* Data shown *
=====

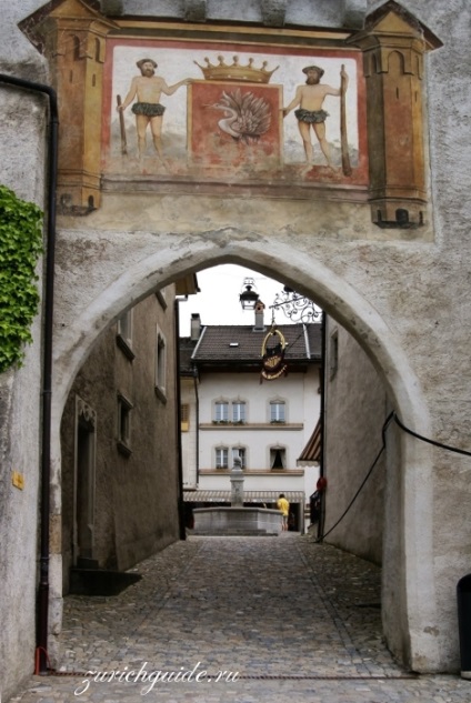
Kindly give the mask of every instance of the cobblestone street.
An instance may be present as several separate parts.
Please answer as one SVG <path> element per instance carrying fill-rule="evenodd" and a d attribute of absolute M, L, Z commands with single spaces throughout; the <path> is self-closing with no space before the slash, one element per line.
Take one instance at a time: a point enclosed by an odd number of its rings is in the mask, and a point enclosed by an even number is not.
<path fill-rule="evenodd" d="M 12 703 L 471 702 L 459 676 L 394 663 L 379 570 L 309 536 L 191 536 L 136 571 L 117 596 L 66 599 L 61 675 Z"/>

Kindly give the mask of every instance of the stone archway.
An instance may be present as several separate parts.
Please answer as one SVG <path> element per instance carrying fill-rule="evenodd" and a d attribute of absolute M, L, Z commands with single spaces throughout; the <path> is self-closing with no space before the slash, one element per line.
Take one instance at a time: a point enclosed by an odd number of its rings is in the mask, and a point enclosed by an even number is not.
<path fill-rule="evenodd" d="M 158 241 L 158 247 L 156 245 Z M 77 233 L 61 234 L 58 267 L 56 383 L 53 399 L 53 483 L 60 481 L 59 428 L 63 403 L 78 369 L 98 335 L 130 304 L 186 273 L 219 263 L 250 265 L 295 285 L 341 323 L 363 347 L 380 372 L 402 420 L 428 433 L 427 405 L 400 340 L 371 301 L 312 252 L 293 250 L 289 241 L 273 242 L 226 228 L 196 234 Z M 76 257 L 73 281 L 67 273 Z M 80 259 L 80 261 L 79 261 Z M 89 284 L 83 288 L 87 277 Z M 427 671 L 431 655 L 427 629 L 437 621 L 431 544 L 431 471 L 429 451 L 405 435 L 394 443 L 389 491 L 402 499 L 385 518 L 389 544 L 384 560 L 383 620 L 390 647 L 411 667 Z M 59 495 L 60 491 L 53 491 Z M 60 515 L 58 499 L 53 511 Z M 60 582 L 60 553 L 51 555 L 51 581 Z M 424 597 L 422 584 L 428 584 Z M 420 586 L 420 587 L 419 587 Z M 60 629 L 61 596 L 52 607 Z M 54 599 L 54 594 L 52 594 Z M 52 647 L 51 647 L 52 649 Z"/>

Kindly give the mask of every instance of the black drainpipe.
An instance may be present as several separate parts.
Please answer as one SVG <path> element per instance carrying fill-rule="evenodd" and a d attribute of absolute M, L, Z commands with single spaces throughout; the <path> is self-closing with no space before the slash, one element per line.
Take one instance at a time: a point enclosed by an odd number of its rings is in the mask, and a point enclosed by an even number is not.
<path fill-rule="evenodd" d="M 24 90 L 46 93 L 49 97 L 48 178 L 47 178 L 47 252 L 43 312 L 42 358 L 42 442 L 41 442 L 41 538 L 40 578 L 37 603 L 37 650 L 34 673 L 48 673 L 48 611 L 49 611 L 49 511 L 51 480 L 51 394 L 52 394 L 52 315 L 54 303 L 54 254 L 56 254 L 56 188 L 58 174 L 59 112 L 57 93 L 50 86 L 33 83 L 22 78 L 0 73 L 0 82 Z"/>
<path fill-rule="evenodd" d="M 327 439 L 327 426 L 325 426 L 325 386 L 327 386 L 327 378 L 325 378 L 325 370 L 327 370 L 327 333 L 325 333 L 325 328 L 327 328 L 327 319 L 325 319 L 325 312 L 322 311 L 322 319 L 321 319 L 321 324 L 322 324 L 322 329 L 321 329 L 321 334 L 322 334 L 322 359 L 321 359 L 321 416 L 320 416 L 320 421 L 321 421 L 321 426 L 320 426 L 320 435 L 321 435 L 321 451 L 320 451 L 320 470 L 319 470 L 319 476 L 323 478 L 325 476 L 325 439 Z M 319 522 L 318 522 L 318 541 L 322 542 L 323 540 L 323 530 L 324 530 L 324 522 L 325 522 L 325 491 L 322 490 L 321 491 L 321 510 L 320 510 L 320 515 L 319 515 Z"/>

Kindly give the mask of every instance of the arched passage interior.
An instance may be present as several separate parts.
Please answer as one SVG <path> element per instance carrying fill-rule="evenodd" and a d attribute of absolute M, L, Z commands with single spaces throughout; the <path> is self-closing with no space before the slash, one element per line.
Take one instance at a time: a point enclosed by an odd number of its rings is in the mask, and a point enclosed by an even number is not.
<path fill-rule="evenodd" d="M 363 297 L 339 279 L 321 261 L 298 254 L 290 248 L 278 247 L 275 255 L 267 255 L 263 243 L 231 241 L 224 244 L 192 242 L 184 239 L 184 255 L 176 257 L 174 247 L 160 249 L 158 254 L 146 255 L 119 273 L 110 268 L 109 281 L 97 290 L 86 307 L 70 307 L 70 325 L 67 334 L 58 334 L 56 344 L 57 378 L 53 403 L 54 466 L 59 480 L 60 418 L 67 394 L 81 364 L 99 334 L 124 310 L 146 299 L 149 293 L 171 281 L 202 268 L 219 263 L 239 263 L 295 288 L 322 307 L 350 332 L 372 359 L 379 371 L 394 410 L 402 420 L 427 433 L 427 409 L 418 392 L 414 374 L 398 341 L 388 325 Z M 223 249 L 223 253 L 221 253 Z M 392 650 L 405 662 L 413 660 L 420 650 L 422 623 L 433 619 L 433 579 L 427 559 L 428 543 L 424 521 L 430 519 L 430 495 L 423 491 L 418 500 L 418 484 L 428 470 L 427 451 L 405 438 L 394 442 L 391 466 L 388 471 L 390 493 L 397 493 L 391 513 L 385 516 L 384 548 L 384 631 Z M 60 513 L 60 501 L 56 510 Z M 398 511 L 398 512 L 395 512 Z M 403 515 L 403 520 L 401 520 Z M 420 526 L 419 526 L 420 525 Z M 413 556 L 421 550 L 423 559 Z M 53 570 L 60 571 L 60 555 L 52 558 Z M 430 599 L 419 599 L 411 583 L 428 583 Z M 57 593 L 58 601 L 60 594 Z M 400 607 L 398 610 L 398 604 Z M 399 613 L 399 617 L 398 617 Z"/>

=====

* Required task *
Could you rewrite the stretch from the start of the lines through the line containing "12 703 L 471", including the requests, with every coordinate in the answers multiplied by 1.7 and rounded to a whole number, halves rounding up? Leave the pictures out.

* Written response *
Kindly give the mask of every instance of the cobblestone street.
An instance may be present as several separate parts.
Please answer as one SVG <path> element per instance carrying fill-rule="evenodd" and a d attribute of absolute M, L, Z commands with single spaces throughout; the <path> is self-closing with no space before the slash, one element per line.
Take one instance at a time: a point enclosed by an odd number of its rings is in the mask, and a point enclosed by an even number is not.
<path fill-rule="evenodd" d="M 20 1195 L 801 1193 L 780 1149 L 670 1127 L 644 969 L 525 911 L 325 911 L 231 971 L 199 1013 L 112 1018 L 104 1148 Z"/>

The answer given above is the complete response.